OBJECTIVE
Could you write out the records below exactly as they appear?

(Extracted data entries)
════════════════════

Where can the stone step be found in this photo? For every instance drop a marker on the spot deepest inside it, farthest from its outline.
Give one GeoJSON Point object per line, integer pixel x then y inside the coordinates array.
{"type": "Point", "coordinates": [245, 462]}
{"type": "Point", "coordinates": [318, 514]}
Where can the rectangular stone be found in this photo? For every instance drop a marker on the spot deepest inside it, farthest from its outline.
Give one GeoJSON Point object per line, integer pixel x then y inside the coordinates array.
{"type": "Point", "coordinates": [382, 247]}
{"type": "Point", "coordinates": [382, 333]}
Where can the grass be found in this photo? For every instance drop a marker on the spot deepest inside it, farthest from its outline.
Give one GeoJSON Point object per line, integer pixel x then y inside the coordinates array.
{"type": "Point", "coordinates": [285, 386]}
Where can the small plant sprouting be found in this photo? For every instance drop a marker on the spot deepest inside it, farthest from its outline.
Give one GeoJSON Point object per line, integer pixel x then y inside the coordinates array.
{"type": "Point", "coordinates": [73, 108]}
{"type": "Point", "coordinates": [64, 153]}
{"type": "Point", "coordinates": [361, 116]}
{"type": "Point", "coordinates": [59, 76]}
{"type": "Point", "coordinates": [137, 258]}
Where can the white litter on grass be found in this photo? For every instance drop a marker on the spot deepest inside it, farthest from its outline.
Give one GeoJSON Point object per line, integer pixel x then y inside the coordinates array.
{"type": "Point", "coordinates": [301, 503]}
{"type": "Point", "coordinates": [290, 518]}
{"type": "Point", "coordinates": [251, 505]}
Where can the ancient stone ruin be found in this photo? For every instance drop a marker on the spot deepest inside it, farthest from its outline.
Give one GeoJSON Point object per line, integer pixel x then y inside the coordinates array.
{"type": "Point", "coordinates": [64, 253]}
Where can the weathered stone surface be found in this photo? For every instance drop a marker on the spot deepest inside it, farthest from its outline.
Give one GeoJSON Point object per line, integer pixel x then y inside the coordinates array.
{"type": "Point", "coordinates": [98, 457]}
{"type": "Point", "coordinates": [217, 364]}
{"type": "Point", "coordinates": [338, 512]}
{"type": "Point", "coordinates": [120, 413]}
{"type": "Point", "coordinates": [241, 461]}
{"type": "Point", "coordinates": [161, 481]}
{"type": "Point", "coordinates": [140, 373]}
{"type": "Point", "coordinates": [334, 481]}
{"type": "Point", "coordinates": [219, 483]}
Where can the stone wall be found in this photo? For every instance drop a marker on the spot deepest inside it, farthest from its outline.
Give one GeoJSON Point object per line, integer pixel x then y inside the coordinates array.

════════════════════

OUTPUT OF THE EXERCISE
Where can the stone step be found in this photo? For every instance drop a marker on the spot deepest inside it, farthest from its outline.
Give one GeoJSON Point object per line, integer pixel x then y inside the coordinates array.
{"type": "Point", "coordinates": [245, 462]}
{"type": "Point", "coordinates": [318, 514]}
Where can the rectangular stone be found in this photo? For every instance drop a marker on the spot deepest inside it, farthest from its outline.
Give one GeoJSON Point object per line, integer pixel x then y inside the coordinates array.
{"type": "Point", "coordinates": [382, 247]}
{"type": "Point", "coordinates": [382, 333]}
Where can the grass be found in this photo? For every instance drop a marker on the spot deepest inside it, farthest from its outline.
Give one GeoJSON Point object per line, integer pixel x then y inside the coordinates array.
{"type": "Point", "coordinates": [285, 386]}
Where can the small plant sprouting be found in this photo? For every instance drop a marker on the spot deepest inside it, farthest from its outline.
Give one GeoJSON Point object per line, integer pixel x then y inside the coordinates array.
{"type": "Point", "coordinates": [73, 108]}
{"type": "Point", "coordinates": [64, 153]}
{"type": "Point", "coordinates": [361, 116]}
{"type": "Point", "coordinates": [59, 76]}
{"type": "Point", "coordinates": [137, 258]}
Where can the white litter on grass be found in this photo? For every instance drop a marker on the spot deepest inside it, farthest from its outline.
Give one GeoJSON Point object per line, integer pixel x then y inside the coordinates array.
{"type": "Point", "coordinates": [301, 503]}
{"type": "Point", "coordinates": [290, 518]}
{"type": "Point", "coordinates": [251, 505]}
Where can the ancient stone ruin be found in this photo? For every instance drop a marker on the spot deepest inside it, farthest from its outline.
Give one GeoJSON Point object per line, integer pixel x then y inside the coordinates array.
{"type": "Point", "coordinates": [64, 253]}
Where can the weathered stone surface be found in this photo? For every instance drop a marker on the spot deepest inside it, farthest from its outline.
Give one GeoJSON Point object per line, integer pixel x then y inside the coordinates array.
{"type": "Point", "coordinates": [98, 457]}
{"type": "Point", "coordinates": [217, 364]}
{"type": "Point", "coordinates": [338, 512]}
{"type": "Point", "coordinates": [120, 413]}
{"type": "Point", "coordinates": [241, 461]}
{"type": "Point", "coordinates": [161, 481]}
{"type": "Point", "coordinates": [140, 373]}
{"type": "Point", "coordinates": [334, 481]}
{"type": "Point", "coordinates": [219, 483]}
Where can the stone wall be found in this photo? For every instance drop a marker on the spot deepest inside it, farthest from its outline.
Give one GeoJSON Point object per line, integer pixel x then y inside the coordinates array.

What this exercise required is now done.